* _What is required_: Find each line of the entries below that contains the string "pull", and copy those lines out. Matching is case-sensitive.

* _Dataset records_:
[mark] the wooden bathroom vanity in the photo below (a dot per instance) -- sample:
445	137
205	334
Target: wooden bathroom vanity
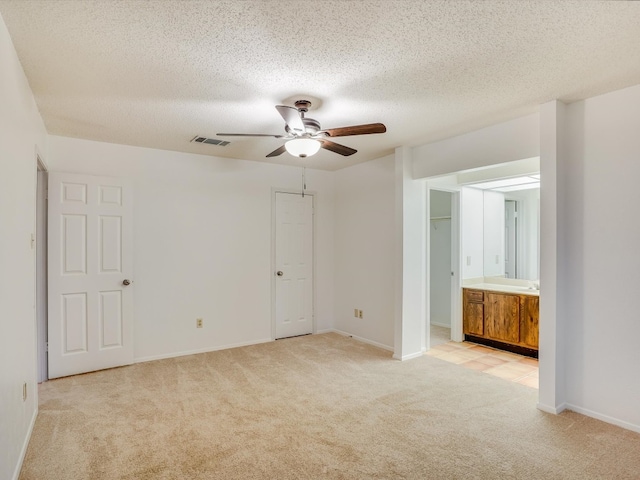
507	320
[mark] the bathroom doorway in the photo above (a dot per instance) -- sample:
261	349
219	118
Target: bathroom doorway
441	268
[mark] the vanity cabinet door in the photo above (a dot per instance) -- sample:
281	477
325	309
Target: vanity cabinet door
529	313
473	314
502	317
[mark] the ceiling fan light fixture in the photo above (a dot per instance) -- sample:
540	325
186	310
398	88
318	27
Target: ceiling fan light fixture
302	147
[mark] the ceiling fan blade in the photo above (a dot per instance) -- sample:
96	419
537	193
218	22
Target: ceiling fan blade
356	130
337	148
277	151
248	135
292	118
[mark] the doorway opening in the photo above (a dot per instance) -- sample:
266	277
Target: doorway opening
41	269
440	271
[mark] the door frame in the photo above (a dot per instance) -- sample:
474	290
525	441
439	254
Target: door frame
456	262
314	195
40	291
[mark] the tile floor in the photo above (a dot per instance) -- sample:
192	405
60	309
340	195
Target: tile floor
507	365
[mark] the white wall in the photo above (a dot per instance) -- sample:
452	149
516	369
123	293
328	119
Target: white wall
365	249
21	133
202	242
601	265
493	233
440	258
472	232
505	142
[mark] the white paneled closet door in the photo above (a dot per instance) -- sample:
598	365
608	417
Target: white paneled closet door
90	268
294	264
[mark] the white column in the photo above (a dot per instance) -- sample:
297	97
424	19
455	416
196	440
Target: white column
552	362
409	338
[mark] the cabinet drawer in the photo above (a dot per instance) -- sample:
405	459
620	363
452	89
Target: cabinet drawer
475	296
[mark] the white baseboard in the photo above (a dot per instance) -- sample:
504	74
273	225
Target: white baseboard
553	410
604	418
326	330
408	357
201	350
25	444
439	324
360	339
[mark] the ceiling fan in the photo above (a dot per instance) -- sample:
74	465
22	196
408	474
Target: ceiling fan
304	135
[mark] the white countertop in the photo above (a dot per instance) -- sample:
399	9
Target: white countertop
496	287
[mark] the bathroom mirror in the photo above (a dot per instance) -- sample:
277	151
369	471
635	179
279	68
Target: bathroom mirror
511	232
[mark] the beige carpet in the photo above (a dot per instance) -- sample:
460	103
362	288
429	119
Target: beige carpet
315	407
439	335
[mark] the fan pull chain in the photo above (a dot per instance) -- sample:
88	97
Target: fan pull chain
304	181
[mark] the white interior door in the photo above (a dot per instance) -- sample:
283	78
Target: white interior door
294	264
90	266
510	238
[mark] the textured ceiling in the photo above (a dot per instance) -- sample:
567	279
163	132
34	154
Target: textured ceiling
157	73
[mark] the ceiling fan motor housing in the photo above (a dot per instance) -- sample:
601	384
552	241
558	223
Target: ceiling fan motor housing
311	126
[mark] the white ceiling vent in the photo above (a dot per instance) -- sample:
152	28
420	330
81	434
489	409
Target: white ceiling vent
210	141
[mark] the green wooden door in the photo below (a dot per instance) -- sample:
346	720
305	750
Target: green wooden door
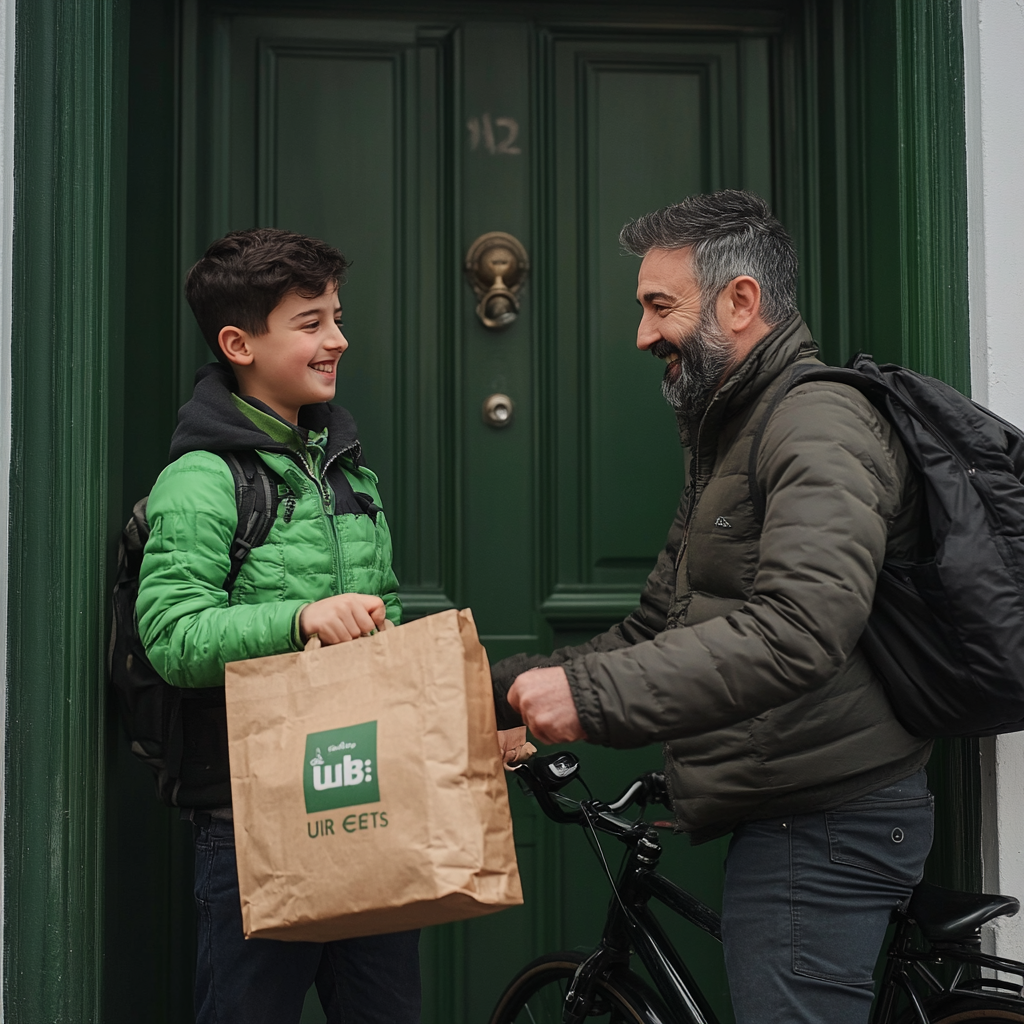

* _Right answer_:
[mark] the fan pull chain in the photo above (a dot per instance) -- sample:
Target: fan pull chain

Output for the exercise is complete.